= Source extract =
☆ ☆ ☆ ☆

I have 26,000,000 tweets and am creating a Gensim Dictionary with them. The first approach:
from gensim.corpora import Dictionary
corpus = []
with open(input_file, "r") as file:
for row in file:
comment = json.loads(row)
corpus.append(comment['text'].split())
gdict = Dictionary(corpus)
Takes about an hour just for the final line. I have also tried the following:
from gensim.corpora import Dictionary
gdict = Dictionary()
with open(input_file, "r") as file:
for row in file:
comment = json.loads(row)
gdict.add_documents([comment['text'].split()])
This takes 2 minutes to process the first 11,400,000 tweets, and then suddenly slows down, and predicts over 3000 hours to finish.
I have randomised the order of the tweets and the same happens after around the same number of tweets, so it isn't a particular tweet doing it.
I have also grouped the tweets into various batch sizes before using add_documents
and the same issue happens for all of them, around the same stage.
With the first approach, the final size of gdict is 1.4mb so it isn't a size issue.
Any ideas?
Though the questions I asked in a comment are all relevant for diagnosing a general slowdown in this sort of process, looking at the gensim.corpora.Dictionary
source, I see another likely culprit for the problem: a rather inefficient & oft-repeated 'pruning', once the Dictionary
has 2M entries.

☆ ☆ ☆ ☆

Dataset items
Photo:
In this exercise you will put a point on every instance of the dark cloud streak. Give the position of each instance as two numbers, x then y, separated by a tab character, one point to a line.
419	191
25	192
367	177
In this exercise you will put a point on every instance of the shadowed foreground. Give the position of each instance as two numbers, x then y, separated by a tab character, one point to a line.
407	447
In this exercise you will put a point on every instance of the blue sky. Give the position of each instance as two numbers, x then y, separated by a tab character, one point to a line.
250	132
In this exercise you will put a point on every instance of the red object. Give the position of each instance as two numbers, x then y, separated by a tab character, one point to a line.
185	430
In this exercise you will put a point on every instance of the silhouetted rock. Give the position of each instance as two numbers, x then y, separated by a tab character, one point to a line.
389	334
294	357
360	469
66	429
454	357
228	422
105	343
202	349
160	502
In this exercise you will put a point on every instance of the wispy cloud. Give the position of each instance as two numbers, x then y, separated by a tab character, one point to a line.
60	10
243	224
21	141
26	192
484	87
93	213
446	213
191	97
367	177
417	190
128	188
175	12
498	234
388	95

☆ ☆ ☆ ☆

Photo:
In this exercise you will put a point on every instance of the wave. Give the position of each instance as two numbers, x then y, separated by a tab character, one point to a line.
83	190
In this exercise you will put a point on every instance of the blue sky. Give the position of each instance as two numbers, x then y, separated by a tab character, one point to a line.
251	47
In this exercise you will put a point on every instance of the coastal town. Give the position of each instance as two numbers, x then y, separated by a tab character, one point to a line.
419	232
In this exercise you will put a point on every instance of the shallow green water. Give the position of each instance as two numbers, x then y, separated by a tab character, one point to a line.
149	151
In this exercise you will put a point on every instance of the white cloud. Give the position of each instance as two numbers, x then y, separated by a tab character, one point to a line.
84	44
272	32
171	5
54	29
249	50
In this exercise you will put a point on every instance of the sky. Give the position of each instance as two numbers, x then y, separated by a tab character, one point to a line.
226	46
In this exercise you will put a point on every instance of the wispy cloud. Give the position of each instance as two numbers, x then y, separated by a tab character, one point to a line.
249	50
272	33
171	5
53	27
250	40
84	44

☆ ☆ ☆ ☆

= Explore the material =
**a.** In the Gensim Dictionary thread, how many tweets does the add_documents approach process before it suddenly slows down?
**b.** Rewrite the Gensim Dictionary thread between "gdict.add_documents([comment['text'].split()])" and "the same stage.", inclusive, renaming "tweets" to "posts" throughout.
**c.** Extend the Gensim Dictionary thread, picking up after its last sentence.

= Per-task answers =
**a.** About the first 11,400,000 tweets.

**b.**
gdict.add_documents([comment['text'].split()])
This takes 2 minutes to process the first 11,400,000 posts, and then suddenly slows down, and predicts over 3000 hours to finish.
I have randomised the order of the posts and the same happens after around the same number of posts, so it isn't a particular tweet doing it.
I have also grouped the posts into various batch sizes before using add_documents
and the same issue happens for all of them, around the same stage.

**c.**
If you have sufficient RAM, supplying a much larger prune_at
parameter to either the contructor (when you're also passing the corpus
in) or the .add_documents()
call (when you're using that) should forestall or eliminate the issue. Ideally, you'd pick a prune_at
value larger than the Dictionary
ever becomes, so pruning never happens – though that risks exhausting memory, if your corpus has more unique words than can be tracked in RAM.
(Side note: if your comment['text']
fields haven't been preprocessed in any way, then a simple .split()
tokenization will likely leave you with lots of extra tokens like words connected to surrounding punctuation or with varying capitalization - which would inflate the token count a lot, and perhaps be less useful for many downstream tasks.)